Listening to the Women of Egypt
It was a fortunate accident of timing that I was reading Stacy Schiff’s fascinating biography of Cleopatra at just the time that the Tahrir Square revolution was unfolding. As Schiff describes it, the Egypt of Cleopatra’s day was a time of enlightenment, especially with respect to women, who:
…enjoyed the right to make their own marriages…They inherited equally and held property independently. Married women did not submit to their husbands’ control. They enjoyed the right to divorce and to be supported after a divorce. Until the time an ex-wife’s dowry was returned, she was entitled to be lodged in the house of her choice. Her property remained hers; it was not to be squandered by a wastrel husband…
Romans marveled that in Egypt female children were not left to die; a Roman was obligated to raise only his first-born daughter. Egyptian women married later than did their neighbors as well…They loaned money and operated barges. They served as priests in the native temples. They initiated lawsuits and hired flute players. As wives, widows, or divorcees, they owned vineyards, wineries, papyrus marshes, ships, perfume businesses, milling equipment, slaves, homes, camels. As much as one third of Ptolemaic Egypt may have been in female hands.
It was also my good fortune to be at home with my 27-year-old son Ted on the day that the news came, to the courageous protesters in Tahrir Square at the same moment that we heard it on live cable news, that Mubarak had “left the building,” and the respected military was taking charge.
We’ve watched it in fascination over the past 18 days, each with our own take. The night before, I had said something to the effect that I hoped this incredible resource, these determined, well-educated young people with the self-respect to execute this weeks-long peaceful revolution, would not go to waste. Even worse, we feared, it would be stifled or crushed. No such worry.
My son and I watched as rockets filled the air in celebration – (please don’t let Christina Aguilera near this one) – and we remarked that this was indeed their July 4. It’s perhaps fortunate I didn’t think to propose a parallel between this youth movement and my boomer’s experience with Vietnam and Lyndon Johnson. “Hold off…it’s not ALWAYS about us.”

**INFORMATION:**

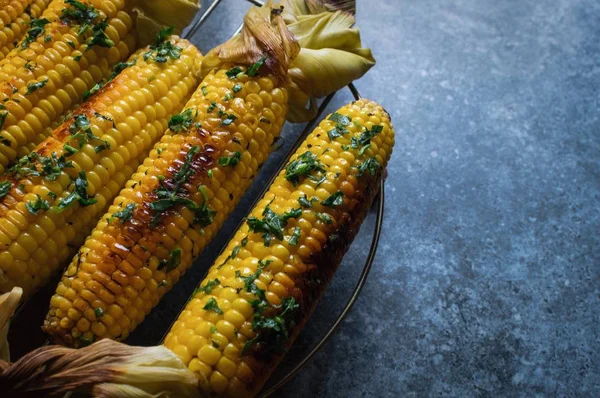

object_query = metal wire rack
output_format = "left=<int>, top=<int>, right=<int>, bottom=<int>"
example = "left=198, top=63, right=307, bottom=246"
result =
left=178, top=0, right=385, bottom=397
left=5, top=0, right=385, bottom=397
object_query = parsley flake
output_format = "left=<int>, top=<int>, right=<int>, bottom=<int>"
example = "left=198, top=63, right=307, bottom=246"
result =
left=202, top=297, right=223, bottom=315
left=321, top=191, right=344, bottom=207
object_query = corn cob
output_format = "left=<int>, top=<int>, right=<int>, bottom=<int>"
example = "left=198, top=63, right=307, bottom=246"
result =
left=0, top=0, right=51, bottom=59
left=44, top=1, right=376, bottom=347
left=44, top=61, right=287, bottom=346
left=0, top=38, right=201, bottom=294
left=159, top=100, right=394, bottom=397
left=0, top=0, right=135, bottom=173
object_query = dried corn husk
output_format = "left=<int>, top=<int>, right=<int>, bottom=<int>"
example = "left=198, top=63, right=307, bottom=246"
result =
left=0, top=287, right=23, bottom=362
left=202, top=0, right=375, bottom=122
left=0, top=339, right=199, bottom=398
left=133, top=0, right=200, bottom=47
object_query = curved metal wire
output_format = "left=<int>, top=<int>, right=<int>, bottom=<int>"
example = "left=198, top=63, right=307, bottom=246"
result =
left=260, top=83, right=385, bottom=398
left=260, top=182, right=385, bottom=398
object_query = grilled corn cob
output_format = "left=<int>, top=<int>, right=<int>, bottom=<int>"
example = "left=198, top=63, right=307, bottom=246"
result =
left=0, top=0, right=51, bottom=59
left=165, top=100, right=394, bottom=397
left=0, top=35, right=201, bottom=294
left=0, top=0, right=135, bottom=173
left=44, top=61, right=287, bottom=346
left=44, top=1, right=376, bottom=347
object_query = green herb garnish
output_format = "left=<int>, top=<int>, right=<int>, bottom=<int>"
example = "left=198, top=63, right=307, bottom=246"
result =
left=25, top=195, right=50, bottom=215
left=57, top=171, right=97, bottom=212
left=109, top=203, right=135, bottom=224
left=321, top=191, right=344, bottom=207
left=202, top=297, right=223, bottom=315
left=144, top=26, right=182, bottom=64
left=169, top=108, right=198, bottom=133
left=285, top=151, right=325, bottom=186
left=246, top=206, right=302, bottom=246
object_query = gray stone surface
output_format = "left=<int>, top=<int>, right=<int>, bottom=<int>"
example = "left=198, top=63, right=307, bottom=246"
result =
left=130, top=0, right=600, bottom=397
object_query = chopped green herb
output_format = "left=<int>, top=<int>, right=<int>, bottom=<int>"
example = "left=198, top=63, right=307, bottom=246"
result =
left=57, top=171, right=97, bottom=212
left=206, top=101, right=217, bottom=113
left=63, top=144, right=79, bottom=156
left=173, top=145, right=200, bottom=186
left=158, top=248, right=181, bottom=272
left=321, top=191, right=344, bottom=207
left=288, top=227, right=301, bottom=246
left=25, top=195, right=50, bottom=215
left=285, top=151, right=325, bottom=186
left=221, top=113, right=237, bottom=126
left=0, top=181, right=12, bottom=199
left=358, top=157, right=381, bottom=177
left=169, top=108, right=198, bottom=133
left=144, top=26, right=182, bottom=64
left=8, top=152, right=74, bottom=181
left=241, top=297, right=300, bottom=356
left=109, top=203, right=135, bottom=224
left=219, top=151, right=242, bottom=167
left=298, top=194, right=318, bottom=209
left=327, top=112, right=352, bottom=126
left=202, top=297, right=223, bottom=315
left=315, top=212, right=333, bottom=224
left=69, top=114, right=110, bottom=153
left=25, top=78, right=48, bottom=95
left=193, top=279, right=221, bottom=295
left=21, top=18, right=52, bottom=48
left=246, top=206, right=302, bottom=246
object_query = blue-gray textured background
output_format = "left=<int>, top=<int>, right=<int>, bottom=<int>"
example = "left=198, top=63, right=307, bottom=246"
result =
left=11, top=0, right=600, bottom=397
left=143, top=0, right=600, bottom=397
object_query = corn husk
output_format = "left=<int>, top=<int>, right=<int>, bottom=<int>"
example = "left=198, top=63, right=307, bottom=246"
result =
left=0, top=339, right=199, bottom=398
left=202, top=0, right=375, bottom=122
left=133, top=0, right=200, bottom=47
left=0, top=287, right=23, bottom=362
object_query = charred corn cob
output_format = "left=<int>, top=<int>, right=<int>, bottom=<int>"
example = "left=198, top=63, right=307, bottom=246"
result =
left=165, top=100, right=394, bottom=397
left=44, top=59, right=287, bottom=346
left=0, top=35, right=201, bottom=294
left=0, top=0, right=51, bottom=59
left=0, top=0, right=135, bottom=173
left=44, top=1, right=376, bottom=347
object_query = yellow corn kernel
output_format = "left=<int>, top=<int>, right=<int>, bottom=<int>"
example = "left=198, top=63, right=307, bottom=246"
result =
left=0, top=0, right=51, bottom=60
left=44, top=63, right=287, bottom=346
left=0, top=0, right=135, bottom=173
left=165, top=98, right=394, bottom=396
left=0, top=39, right=200, bottom=302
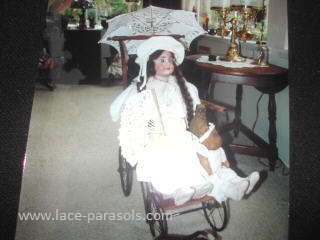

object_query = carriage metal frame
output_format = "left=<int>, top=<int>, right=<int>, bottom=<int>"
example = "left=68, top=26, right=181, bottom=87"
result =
left=118, top=147, right=229, bottom=239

**ACTION ITEM:**
Decide whether each statement agrees with the passage about Egypt, answering yes or no and quoting the deciding words of the passage: (a) In Cleopatra's Egypt, married women did not submit to their husbands' control; (b) A Roman was obligated to raise all of his daughters; (c) The writer was at home with a 27-year-old son when the news about Mubarak came.

**TASK ANSWER:**
(a) Yes: "Married women did not submit to their husbands’ control."
(b) No: "a Roman was obligated to raise only his first-born daughter."
(c) Yes: "It was also my good fortune to be at home with my 27-year-old son Ted on the day that the news came"